══ Supplied material ══
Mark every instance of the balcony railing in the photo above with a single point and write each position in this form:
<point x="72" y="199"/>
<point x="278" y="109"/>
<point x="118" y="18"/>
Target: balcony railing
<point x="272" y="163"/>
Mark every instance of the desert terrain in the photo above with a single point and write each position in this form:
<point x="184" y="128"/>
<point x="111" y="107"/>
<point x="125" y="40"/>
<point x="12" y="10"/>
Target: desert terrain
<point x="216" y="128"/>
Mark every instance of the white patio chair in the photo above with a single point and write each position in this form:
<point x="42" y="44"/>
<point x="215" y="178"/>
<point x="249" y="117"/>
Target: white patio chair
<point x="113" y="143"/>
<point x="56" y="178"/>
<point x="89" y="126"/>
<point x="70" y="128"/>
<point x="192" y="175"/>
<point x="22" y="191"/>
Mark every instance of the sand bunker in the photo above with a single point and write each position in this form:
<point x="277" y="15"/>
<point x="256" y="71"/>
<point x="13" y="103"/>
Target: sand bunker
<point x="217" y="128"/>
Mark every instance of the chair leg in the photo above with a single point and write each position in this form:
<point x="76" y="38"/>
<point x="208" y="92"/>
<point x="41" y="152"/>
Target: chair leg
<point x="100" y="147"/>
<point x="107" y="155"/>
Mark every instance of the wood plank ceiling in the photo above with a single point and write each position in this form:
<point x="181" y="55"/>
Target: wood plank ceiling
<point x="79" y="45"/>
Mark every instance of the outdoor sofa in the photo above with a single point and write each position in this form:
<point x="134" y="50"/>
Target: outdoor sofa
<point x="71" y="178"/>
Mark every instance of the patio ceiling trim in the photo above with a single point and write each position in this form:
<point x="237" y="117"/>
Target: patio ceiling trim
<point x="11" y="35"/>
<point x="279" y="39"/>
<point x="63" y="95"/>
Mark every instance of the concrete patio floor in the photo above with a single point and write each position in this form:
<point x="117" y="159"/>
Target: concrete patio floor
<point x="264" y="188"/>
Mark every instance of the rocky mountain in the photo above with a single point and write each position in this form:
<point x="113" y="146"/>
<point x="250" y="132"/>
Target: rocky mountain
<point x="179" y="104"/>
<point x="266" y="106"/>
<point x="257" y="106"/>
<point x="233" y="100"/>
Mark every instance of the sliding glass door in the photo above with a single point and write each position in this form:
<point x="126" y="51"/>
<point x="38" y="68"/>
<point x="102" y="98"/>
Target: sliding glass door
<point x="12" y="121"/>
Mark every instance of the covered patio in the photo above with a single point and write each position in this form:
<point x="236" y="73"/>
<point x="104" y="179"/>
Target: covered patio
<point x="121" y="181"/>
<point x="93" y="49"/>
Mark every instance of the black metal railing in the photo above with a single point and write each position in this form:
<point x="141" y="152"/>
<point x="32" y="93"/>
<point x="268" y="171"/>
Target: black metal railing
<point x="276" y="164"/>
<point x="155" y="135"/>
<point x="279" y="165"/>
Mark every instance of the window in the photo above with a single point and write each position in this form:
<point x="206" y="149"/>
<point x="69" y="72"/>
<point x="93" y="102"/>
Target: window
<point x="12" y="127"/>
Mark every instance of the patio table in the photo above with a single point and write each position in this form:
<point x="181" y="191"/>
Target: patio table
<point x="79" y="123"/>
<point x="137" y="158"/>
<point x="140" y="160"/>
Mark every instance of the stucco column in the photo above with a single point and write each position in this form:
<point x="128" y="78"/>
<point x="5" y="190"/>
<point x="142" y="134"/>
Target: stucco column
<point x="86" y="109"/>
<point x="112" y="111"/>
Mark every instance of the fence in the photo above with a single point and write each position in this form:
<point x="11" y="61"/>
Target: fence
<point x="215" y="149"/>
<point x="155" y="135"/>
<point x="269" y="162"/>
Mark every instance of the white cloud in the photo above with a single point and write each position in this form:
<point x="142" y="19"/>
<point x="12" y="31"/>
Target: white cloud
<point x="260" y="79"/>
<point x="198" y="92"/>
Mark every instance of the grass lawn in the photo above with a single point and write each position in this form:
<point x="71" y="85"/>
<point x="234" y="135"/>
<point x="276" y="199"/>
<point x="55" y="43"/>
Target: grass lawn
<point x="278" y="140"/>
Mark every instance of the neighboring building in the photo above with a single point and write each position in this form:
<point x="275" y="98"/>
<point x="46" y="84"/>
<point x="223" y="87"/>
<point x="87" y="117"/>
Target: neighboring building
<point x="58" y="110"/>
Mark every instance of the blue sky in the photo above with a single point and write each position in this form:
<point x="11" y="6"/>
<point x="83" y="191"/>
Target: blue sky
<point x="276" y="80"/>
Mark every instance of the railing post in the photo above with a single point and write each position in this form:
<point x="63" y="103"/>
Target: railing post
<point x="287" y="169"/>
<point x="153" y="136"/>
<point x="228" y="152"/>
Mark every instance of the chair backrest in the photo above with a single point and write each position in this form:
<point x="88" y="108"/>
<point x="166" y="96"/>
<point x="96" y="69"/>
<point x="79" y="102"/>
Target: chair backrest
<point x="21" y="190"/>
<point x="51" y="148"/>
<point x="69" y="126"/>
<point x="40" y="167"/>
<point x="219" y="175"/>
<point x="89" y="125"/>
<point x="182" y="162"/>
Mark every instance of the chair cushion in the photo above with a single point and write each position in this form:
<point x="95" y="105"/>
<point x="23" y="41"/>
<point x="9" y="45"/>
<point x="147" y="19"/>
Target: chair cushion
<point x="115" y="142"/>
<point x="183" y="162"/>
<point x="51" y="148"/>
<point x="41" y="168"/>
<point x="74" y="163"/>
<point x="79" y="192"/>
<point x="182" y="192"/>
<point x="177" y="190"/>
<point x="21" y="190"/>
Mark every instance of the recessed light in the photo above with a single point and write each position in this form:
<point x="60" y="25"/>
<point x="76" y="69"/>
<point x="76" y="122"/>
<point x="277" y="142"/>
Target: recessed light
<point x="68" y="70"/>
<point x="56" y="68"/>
═══
══ Supplied material ══
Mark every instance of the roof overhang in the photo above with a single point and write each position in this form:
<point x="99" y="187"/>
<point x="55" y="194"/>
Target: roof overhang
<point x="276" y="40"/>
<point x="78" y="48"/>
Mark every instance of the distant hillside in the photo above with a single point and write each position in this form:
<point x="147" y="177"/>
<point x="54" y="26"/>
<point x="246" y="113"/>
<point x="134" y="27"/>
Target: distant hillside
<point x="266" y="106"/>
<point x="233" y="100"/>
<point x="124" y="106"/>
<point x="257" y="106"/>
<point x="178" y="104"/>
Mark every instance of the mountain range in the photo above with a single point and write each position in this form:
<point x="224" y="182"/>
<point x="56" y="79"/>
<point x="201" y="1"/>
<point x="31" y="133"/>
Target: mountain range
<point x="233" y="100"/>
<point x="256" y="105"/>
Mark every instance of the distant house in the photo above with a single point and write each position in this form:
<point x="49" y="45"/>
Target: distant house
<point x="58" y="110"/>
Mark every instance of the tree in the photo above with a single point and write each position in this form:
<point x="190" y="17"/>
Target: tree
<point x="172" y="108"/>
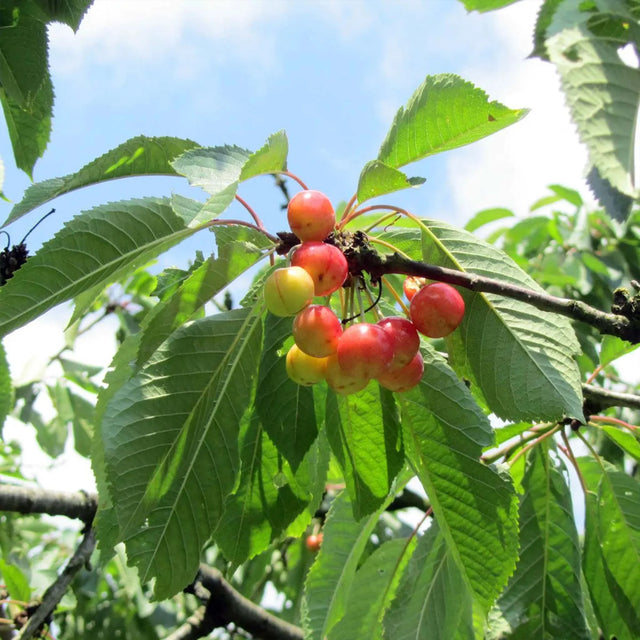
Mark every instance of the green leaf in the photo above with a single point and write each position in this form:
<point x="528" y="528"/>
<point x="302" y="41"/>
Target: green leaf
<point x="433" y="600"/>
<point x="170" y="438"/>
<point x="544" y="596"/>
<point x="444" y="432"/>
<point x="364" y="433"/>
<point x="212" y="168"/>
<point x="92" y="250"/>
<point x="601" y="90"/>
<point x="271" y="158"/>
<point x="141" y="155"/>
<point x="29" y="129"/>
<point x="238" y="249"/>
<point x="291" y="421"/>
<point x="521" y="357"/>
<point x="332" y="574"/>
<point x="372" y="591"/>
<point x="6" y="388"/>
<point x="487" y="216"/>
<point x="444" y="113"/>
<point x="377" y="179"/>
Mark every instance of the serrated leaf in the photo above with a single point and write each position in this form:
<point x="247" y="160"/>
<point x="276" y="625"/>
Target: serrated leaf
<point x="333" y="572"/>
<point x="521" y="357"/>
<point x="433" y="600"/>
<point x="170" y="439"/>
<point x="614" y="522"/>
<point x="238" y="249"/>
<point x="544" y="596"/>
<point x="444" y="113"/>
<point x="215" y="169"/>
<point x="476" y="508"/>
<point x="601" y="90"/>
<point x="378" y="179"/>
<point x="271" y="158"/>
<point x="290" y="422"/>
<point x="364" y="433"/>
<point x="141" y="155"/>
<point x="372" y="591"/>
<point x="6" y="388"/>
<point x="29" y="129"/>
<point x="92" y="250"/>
═══
══ Supplied material ══
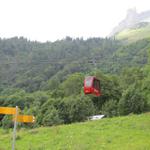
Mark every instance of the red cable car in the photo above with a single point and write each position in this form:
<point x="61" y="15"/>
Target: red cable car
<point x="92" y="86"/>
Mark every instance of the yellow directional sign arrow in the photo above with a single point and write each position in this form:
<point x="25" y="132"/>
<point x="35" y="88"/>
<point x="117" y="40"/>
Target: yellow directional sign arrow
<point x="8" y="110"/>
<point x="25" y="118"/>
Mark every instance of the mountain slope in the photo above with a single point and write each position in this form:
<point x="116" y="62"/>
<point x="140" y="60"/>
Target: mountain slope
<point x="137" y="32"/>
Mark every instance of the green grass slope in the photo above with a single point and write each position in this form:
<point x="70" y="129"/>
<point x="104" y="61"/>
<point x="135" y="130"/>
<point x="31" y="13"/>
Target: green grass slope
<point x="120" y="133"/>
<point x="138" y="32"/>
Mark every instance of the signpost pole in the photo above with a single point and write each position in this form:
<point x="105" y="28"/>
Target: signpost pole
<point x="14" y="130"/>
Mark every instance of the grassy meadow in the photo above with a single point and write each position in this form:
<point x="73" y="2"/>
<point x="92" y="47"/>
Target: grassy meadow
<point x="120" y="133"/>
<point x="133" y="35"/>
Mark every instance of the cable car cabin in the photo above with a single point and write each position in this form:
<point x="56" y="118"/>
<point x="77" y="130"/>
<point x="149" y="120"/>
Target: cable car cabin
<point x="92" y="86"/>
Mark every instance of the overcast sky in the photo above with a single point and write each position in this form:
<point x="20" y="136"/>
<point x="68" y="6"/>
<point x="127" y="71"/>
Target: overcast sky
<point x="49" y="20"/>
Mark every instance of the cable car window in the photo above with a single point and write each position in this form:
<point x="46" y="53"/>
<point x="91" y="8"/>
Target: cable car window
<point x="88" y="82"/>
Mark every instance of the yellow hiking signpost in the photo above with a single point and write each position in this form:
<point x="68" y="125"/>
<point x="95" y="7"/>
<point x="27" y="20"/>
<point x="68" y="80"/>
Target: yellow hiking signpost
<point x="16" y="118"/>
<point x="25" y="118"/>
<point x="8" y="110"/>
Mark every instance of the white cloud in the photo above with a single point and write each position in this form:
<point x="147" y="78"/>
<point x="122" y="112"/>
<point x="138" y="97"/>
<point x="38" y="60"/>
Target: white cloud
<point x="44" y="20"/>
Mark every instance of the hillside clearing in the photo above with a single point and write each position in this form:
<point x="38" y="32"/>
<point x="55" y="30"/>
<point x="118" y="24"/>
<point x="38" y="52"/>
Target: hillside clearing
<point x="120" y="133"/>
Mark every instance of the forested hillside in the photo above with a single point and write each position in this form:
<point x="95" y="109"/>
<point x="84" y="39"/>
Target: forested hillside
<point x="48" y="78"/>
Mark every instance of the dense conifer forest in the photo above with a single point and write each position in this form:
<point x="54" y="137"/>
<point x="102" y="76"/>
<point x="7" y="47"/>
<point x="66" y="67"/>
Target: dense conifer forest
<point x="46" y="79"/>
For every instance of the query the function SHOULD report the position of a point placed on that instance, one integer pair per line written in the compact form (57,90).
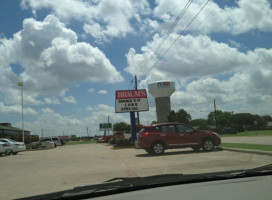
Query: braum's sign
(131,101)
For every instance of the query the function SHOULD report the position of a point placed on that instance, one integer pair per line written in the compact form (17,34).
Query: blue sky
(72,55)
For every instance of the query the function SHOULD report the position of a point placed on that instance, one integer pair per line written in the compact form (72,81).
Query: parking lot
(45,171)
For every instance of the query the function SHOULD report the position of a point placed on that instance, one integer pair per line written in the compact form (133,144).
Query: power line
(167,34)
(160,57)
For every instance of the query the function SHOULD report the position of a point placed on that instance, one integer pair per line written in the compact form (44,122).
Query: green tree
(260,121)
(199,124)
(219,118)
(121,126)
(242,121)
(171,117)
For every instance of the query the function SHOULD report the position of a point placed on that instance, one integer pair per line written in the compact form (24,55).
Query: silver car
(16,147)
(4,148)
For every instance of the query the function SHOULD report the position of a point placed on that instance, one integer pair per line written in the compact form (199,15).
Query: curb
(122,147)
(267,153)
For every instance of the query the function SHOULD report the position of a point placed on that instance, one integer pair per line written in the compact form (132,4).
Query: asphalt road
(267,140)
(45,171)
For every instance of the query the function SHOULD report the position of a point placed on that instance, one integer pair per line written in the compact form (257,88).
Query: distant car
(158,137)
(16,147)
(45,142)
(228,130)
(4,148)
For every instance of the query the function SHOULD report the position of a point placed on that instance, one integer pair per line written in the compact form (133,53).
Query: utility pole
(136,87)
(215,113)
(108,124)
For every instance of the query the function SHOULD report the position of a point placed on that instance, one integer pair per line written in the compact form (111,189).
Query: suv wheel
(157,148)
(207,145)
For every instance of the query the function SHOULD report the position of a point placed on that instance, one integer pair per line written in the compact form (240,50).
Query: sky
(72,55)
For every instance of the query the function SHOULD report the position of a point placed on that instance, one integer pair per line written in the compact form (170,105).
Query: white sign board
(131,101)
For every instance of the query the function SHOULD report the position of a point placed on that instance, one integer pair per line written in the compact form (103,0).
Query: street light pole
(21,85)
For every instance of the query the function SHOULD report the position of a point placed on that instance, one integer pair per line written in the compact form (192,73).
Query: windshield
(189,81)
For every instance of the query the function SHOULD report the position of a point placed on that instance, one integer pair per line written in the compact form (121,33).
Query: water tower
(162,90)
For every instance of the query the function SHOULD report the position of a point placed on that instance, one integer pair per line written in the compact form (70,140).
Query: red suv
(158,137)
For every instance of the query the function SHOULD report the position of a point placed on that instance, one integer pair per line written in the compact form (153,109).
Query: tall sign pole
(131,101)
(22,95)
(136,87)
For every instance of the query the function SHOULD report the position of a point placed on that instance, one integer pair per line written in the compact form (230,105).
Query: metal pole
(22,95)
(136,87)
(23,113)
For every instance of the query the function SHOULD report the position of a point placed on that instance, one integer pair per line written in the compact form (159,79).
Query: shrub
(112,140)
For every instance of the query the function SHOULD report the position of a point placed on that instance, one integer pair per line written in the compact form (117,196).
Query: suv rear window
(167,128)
═══
» Exercise requirements: Set down again, word for word, the stretch of records from the line with "Mark every instance of the balcony" to the line with "Mark every instance of the desert", both of those lines included.

» Answer to this exercise:
Mark every instance of the balcony railing in the photo above with a single point and write each position in this form:
<point x="72" y="199"/>
<point x="278" y="109"/>
<point x="118" y="18"/>
Target: balcony railing
<point x="272" y="163"/>
Mark every instance of the desert terrain in the photo above with a single point and write each position in this form:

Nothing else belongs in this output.